Set problem: Copy from the listing below every line that contains the string "white". Matching is case-sensitive.

# Data entries start

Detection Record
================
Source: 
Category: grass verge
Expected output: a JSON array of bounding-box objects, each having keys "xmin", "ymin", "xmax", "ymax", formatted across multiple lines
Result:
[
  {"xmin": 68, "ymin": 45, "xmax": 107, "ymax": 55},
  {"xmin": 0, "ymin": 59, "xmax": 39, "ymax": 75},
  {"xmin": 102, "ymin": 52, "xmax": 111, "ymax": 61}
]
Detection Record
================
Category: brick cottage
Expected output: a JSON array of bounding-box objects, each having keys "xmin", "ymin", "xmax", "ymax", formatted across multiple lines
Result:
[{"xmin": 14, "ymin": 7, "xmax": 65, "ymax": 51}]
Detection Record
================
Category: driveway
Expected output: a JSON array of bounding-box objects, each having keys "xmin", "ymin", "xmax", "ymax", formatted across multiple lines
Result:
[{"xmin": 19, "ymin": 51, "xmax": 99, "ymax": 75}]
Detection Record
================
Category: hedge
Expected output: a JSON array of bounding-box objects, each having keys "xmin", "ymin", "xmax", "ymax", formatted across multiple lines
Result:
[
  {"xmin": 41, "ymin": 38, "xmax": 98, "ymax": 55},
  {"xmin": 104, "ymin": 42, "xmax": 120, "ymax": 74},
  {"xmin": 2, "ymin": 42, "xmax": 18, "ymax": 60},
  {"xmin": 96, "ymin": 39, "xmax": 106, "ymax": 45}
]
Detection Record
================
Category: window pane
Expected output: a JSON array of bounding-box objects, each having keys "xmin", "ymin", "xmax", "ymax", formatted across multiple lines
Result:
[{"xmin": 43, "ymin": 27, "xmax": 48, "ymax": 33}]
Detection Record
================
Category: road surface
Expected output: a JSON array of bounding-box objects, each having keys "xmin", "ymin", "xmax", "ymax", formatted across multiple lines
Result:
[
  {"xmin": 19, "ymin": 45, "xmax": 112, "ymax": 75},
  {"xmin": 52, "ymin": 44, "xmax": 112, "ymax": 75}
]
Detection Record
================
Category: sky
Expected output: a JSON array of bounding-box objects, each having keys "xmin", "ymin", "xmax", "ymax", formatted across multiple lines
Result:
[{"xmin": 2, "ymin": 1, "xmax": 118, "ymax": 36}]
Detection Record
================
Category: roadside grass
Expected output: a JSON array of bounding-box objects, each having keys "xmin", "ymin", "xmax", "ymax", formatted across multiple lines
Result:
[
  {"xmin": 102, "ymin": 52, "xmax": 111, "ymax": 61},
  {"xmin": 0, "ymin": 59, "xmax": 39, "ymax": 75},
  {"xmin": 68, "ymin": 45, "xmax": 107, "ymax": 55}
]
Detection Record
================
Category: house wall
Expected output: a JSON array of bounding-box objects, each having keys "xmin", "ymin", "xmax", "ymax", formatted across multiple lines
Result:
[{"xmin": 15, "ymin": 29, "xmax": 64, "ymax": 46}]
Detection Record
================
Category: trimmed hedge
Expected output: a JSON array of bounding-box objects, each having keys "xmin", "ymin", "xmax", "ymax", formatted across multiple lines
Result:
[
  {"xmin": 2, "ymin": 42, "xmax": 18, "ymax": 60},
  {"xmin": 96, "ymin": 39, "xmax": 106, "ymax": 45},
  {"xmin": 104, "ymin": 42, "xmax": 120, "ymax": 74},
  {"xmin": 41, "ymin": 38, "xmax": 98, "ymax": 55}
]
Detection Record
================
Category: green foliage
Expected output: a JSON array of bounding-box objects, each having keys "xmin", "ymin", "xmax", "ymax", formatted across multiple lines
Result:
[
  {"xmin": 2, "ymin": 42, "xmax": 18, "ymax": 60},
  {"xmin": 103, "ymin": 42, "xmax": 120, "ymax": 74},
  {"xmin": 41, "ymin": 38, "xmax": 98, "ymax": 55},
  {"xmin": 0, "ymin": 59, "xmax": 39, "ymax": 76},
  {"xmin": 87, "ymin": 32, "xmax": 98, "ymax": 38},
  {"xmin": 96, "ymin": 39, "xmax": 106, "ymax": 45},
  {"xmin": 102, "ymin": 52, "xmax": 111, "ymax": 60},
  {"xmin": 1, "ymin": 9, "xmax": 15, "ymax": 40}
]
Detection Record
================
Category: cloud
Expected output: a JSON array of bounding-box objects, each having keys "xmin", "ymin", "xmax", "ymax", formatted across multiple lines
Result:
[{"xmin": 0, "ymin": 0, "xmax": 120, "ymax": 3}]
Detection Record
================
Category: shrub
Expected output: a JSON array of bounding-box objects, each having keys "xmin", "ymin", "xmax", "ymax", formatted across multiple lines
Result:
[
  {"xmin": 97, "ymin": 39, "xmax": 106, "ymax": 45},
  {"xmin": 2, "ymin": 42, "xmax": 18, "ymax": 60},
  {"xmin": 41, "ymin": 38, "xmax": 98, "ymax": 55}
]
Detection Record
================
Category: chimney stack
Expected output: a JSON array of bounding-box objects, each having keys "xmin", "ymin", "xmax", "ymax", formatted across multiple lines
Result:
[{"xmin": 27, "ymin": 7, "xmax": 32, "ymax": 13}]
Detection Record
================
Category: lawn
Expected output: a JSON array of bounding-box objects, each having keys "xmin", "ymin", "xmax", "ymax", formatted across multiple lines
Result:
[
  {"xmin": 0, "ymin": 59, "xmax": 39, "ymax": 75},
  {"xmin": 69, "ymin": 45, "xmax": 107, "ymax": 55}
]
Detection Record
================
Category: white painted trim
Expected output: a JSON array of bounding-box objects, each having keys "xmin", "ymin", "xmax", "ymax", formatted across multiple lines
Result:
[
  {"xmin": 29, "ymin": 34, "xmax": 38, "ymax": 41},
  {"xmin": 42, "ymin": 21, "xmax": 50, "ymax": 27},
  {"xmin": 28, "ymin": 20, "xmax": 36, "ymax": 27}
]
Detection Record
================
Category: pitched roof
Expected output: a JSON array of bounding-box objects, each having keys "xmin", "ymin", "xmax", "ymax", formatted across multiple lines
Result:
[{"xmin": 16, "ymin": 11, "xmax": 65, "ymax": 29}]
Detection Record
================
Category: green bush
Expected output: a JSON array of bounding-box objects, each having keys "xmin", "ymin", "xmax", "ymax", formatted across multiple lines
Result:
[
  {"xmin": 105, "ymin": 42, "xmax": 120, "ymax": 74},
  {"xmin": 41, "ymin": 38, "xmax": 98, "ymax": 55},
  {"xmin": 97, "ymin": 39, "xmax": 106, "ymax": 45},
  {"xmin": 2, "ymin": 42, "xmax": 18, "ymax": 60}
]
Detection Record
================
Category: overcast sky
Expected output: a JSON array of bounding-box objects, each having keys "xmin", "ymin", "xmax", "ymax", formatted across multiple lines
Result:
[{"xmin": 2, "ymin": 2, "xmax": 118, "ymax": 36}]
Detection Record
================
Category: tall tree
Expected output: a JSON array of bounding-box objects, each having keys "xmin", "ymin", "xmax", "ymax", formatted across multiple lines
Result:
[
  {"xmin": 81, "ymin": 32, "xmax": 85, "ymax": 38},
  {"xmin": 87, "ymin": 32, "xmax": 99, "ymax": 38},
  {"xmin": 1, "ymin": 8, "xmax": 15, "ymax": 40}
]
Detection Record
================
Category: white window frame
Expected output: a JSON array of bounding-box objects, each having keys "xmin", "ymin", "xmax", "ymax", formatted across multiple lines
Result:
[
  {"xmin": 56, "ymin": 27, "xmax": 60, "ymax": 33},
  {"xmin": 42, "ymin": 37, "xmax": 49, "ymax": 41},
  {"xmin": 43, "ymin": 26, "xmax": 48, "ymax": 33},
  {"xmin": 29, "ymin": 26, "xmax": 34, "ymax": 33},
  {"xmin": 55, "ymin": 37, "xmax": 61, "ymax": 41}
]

# Data entries end

Final result:
Category: white painted trim
Category: white window frame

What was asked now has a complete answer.